## Begin DATA EXCERPTS

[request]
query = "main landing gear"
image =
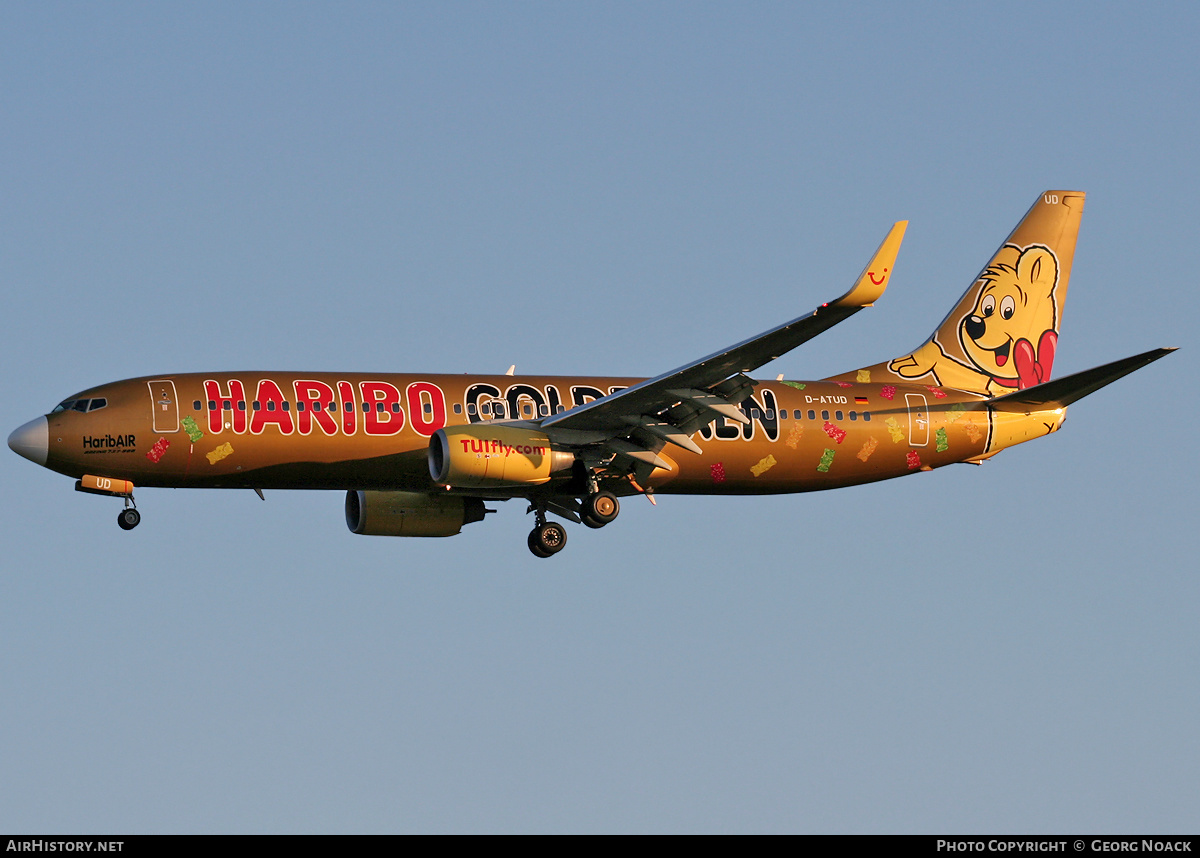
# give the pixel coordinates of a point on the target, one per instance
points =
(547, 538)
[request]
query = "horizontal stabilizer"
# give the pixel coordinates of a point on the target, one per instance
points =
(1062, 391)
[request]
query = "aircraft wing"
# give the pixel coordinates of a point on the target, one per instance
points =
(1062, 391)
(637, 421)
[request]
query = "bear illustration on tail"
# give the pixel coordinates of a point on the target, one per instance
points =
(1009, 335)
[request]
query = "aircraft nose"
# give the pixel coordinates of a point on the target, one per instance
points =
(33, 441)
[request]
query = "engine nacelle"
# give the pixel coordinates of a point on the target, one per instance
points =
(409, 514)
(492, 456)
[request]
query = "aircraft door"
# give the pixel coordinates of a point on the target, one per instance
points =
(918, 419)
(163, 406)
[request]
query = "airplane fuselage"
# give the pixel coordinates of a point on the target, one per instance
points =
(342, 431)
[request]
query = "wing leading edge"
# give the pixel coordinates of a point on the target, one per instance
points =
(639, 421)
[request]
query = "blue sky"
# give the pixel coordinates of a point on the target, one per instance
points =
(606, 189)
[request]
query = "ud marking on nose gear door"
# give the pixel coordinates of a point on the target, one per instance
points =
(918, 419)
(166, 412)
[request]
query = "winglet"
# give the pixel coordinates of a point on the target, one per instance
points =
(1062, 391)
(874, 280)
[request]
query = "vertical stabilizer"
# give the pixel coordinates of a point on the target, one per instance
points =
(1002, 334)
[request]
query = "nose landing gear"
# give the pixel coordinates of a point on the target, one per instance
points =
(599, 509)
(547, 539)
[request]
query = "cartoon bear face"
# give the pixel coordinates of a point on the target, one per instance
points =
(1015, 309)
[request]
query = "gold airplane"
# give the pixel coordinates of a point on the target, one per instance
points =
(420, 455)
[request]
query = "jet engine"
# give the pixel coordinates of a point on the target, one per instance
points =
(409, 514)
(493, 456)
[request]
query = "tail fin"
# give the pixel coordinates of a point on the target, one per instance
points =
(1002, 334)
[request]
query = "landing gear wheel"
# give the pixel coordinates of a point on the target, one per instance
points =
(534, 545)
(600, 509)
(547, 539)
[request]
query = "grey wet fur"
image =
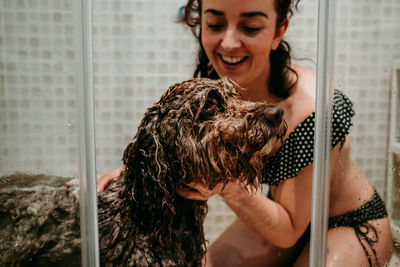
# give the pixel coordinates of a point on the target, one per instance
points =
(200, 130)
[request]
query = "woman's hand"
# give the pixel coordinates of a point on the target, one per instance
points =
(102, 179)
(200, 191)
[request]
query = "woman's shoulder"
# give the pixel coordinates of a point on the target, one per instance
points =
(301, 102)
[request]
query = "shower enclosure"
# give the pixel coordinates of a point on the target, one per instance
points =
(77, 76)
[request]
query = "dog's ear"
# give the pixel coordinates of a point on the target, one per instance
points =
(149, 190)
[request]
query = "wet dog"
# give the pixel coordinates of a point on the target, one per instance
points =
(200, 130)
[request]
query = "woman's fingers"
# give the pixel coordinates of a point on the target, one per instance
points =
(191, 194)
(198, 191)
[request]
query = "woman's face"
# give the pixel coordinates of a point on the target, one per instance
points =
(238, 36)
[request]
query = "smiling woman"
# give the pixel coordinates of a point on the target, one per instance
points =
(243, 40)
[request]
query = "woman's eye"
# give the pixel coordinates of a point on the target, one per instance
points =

## End DATA EXCERPTS

§ EXERCISE DIRECTIONS: Present all of the lines above as a numbered list, skipping blank lines and leaving out the pictures.

§ ANSWER TO THIS TASK:
1. [request]
2. query = "main landing gear"
3. image =
4. # give the pixel coordinates of a point on the target, one per instance
5. points =
6. (547, 538)
7. [request]
8. query = "horizontal stabilizer"
9. # give the pixel coordinates of a point on the target, one per instance
10. points =
11. (1062, 391)
12. [request]
13. query = "aircraft wing"
14. # give the pixel coordinates of a point on the target, one per instance
15. points =
16. (1062, 391)
17. (637, 421)
18. [request]
19. query = "bear illustration on tail"
20. # give the pixel coordinates of a point on the target, one per instance
21. points =
22. (1009, 335)
23. [request]
24. query = "aircraft nose"
25. # give the pixel coordinates of a point on the target, one per instance
26. points =
27. (33, 441)
28. [request]
29. query = "engine nacelle"
30. # give the pixel coordinates of a point on the target, one per instance
31. points =
32. (409, 514)
33. (492, 456)
34. [request]
35. query = "aircraft door"
36. # give the pixel coordinates of a point on the target, one per instance
37. points =
38. (918, 419)
39. (163, 406)
40. [request]
41. query = "airplane fuselage"
42. # give the pixel coordinates of a point on the target, one per instance
43. points =
44. (342, 431)
45. [request]
46. query = "wing leading edge"
47. # give the pixel coordinates of a point on the target, one per instance
48. points =
49. (639, 421)
50. [request]
51. query = "blue sky"
52. # give the pixel coordinates of a point on the target, one per instance
53. points =
54. (606, 189)
55. [request]
56. query = "ud marking on nose gear door"
57. # give the pixel coordinates of a point on the target, one per instance
58. points =
59. (918, 419)
60. (166, 412)
61. [request]
62. query = "winglet"
63. # give the pixel coordinates of a point on the target, one per instance
64. points =
65. (1062, 391)
66. (874, 280)
67. [request]
68. query = "vertical stabilizer"
69. # give the pixel coordinates of a point on the target, one per instance
70. points =
71. (1002, 334)
72. [request]
73. query = "nose landing gear"
74. # give the pixel coordinates of a point on the target, one per instance
75. points =
76. (599, 509)
77. (547, 539)
78. [request]
79. query = "cartoon bear face"
80. # give the pixel coordinates of a point on the target, one per instance
81. points =
82. (1015, 309)
83. [request]
84. query = "gold airplane"
85. # give the pixel coordinates of a point on the target, one per instance
86. points =
87. (420, 455)
88. [request]
89. query = "jet engine"
90. # give the pixel coordinates of a point on the target, one per instance
91. points =
92. (409, 514)
93. (493, 456)
94. [request]
95. query = "tail fin"
96. # give the pixel coordinates of a point on the target, one per instance
97. points =
98. (1002, 334)
99. [request]
100. query = "landing gear wheel"
101. # give the pixel coordinates of a point on the target, one per instance
102. points =
103. (534, 545)
104. (600, 509)
105. (547, 539)
106. [request]
107. query = "grey wet fur"
108. image =
109. # give the pixel coordinates of a point on the target, one per instance
110. points =
111. (200, 130)
112. [request]
113. query = "woman's hand"
114. # give the pixel coordinates of a point on the target, one per instance
115. points =
116. (102, 179)
117. (200, 191)
118. [request]
119. query = "woman's shoulder"
120. # give the pixel coordinates of a point on the target, one per instance
121. points =
122. (301, 102)
123. [request]
124. query = "shower enclosure"
125. # give the pixel coordinates of a point on the target, one per instance
126. points =
127. (77, 76)
128. [request]
129. query = "dog's ear"
130. # give the pixel coordinates of a point on the target, one per instance
131. points =
132. (149, 190)
133. [request]
134. query = "wet dog"
135. # give the pixel coordinates of a point on the target, one per instance
136. points =
137. (200, 130)
138. [request]
139. query = "woman's fingers"
140. # give the pixel coordinates of a point on the target, one per instance
141. points =
142. (191, 194)
143. (198, 191)
144. [request]
145. query = "woman's face"
146. # give the pixel coordinates of a point on the target, one per instance
147. points =
148. (238, 36)
149. [request]
150. query = "smiling woman"
151. # give the pixel coordinates of a point on the target, one per instance
152. points =
153. (243, 40)
154. [request]
155. query = "woman's eye"
156. # give the pixel coordinates of a point on the target, one per instance
157. points =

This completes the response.